- _Instrucciones de trabajo_
Devuelve todas las líneas de los datos en las que aparezca la palabra "instance".

[Datos]
# # # # # # #

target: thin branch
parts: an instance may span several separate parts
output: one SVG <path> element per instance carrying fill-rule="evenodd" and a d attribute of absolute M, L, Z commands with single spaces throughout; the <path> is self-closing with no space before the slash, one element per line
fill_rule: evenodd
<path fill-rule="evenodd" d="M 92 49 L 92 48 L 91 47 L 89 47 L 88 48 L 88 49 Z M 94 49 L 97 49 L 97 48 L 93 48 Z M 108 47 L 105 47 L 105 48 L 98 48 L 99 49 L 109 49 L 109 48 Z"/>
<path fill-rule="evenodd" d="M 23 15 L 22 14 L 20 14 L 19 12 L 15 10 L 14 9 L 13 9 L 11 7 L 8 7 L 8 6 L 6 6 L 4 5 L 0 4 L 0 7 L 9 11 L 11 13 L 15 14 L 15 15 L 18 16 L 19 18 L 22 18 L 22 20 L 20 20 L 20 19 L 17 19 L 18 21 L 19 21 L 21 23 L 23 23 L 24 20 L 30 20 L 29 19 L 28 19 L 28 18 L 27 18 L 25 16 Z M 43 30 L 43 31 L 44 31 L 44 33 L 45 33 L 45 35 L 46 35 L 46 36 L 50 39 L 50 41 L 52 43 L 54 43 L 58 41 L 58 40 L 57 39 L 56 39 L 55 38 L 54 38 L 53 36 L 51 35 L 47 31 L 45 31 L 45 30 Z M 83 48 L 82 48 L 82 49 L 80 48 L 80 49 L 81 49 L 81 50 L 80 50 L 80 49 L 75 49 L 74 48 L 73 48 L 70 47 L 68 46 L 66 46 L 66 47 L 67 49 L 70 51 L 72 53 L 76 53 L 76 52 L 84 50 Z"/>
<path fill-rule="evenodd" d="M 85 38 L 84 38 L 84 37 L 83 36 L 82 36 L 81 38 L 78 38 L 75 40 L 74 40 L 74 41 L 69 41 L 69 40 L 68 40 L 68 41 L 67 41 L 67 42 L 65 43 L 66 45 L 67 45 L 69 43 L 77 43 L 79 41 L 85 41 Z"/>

# # # # # # #

- _Resultado final_
parts: an instance may span several separate parts
output: one SVG <path> element per instance carrying fill-rule="evenodd" and a d attribute of absolute M, L, Z commands with single spaces throughout; the <path> is self-closing with no space before the slash, one element per line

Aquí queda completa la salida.